MicroPowerMeter

Introduction

This project aims to create a custom power profiler from sub-nA measurement up to 500 mA. It is based on the analog circuitry designed by Dave from EEVBlog in his uCurrentMeter [Link].

Dave’s project requires a multimeter to measure the voltage drop in a shunt resistor, which depends on the range that the device is measuring. The device only works on one range at a time, requiring the user to switch between channels (nanoamperes, microamperes and milliamperes) by a physical switch. Therefore, the uCurrent is ideal only if the current being measured does not require dynamic range switching

For my projects, I need to log the current consumption of devices as they transition between normal operation and low-power modes. Usually my projects are based around STM32 or ESP32 microcontrollers, which requires from hundreds of milliamps in normal mode (e.g.:300mA the ESP32 when using WiFi) down to dozens of microamps for the STM32 low power mode.

The microPowerMeter (Name TBD)

The microPowerMeter is a project aim to add the required extra features to the the circuit in the uCurrent, that is:

• Read current from nA range to mA.
• Automatic channel switch.
• Logging capabilities through USB for later data analysis.
• (Optional) Screen for standalone use.

There are similar other projects:

• Power Profiler Kit (100€): 0.2µA resolution, 200nA to 1A, 100Ksps, 0.8-5 Vcc, includes Logic analyzer.

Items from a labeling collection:
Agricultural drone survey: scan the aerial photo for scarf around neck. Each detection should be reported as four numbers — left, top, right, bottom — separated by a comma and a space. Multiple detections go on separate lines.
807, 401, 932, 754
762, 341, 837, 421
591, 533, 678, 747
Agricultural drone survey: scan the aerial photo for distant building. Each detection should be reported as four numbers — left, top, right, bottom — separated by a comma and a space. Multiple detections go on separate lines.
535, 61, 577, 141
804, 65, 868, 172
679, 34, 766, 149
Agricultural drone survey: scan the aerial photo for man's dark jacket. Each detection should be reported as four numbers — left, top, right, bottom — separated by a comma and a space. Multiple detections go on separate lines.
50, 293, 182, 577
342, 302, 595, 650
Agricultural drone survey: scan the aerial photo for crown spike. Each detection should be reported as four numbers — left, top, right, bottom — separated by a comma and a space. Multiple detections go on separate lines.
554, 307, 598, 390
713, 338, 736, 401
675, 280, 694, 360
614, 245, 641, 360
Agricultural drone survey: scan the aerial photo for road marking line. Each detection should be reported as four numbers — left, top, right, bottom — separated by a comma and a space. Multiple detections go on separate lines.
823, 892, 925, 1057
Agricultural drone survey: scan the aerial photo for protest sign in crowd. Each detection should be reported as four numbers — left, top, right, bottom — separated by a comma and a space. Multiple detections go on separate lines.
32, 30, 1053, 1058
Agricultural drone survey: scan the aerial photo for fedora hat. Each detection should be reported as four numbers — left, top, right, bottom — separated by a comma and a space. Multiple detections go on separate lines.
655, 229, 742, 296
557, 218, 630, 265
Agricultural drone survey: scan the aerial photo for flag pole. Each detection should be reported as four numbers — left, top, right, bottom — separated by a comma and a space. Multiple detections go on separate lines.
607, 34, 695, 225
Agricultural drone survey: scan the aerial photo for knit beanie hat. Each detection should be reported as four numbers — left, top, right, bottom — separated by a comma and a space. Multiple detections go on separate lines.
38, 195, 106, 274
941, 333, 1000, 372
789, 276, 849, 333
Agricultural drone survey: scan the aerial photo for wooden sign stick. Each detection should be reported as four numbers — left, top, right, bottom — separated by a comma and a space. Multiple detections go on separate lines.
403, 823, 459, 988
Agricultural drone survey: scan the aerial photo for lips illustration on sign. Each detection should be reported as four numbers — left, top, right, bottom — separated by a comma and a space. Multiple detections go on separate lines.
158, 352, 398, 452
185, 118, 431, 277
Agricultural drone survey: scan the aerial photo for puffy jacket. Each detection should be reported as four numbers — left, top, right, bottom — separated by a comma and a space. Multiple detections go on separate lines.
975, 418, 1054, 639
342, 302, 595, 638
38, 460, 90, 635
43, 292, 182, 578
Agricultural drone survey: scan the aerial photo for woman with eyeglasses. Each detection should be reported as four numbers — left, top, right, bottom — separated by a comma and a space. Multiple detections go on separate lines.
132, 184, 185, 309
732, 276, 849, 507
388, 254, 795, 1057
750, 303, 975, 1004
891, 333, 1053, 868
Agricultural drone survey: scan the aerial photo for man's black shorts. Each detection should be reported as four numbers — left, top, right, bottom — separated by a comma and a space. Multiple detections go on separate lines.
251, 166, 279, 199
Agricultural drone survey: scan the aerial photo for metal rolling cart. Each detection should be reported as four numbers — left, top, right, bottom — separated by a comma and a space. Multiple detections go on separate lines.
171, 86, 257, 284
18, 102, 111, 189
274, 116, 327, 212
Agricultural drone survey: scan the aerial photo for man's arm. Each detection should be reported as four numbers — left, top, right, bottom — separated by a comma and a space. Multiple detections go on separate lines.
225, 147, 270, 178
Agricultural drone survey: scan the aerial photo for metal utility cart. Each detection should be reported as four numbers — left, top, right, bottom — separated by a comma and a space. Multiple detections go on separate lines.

▶ [Short exercise A]
Answer these questions about the MicroPowerMeter page:
(i) Whose design is the project's analog circuitry based on?
(ii) How does a uCurrent user change between the nanoampere, microampere and milliampere channels?
(iii) What price does the page list for the Power Profiler Kit?
▶ [Short exercise B] In the listing, rescale the lines starting with the line that contains "Agricultural drone survey: scan the aerial photo for puffy" and going on through the line that contains "975, 418, 1054, 639". Write out only those lines, the request included, with each box coordinate multiplied by 1.75 and rounded to a whole number, halves rounded up.

▶ [Exercise result A]
(i) Dave from EEVBlog, in his uCurrentMeter.
(ii) By a physical switch.
(iii) 100€.

▶ [Exercise result B]
Agricultural drone survey: scan the aerial photo for puffy jacket. Each detection should be reported as four numbers — left, top, right, bottom — separated by a comma and a space. Multiple detections go on separate lines.
1706, 732, 1845, 1118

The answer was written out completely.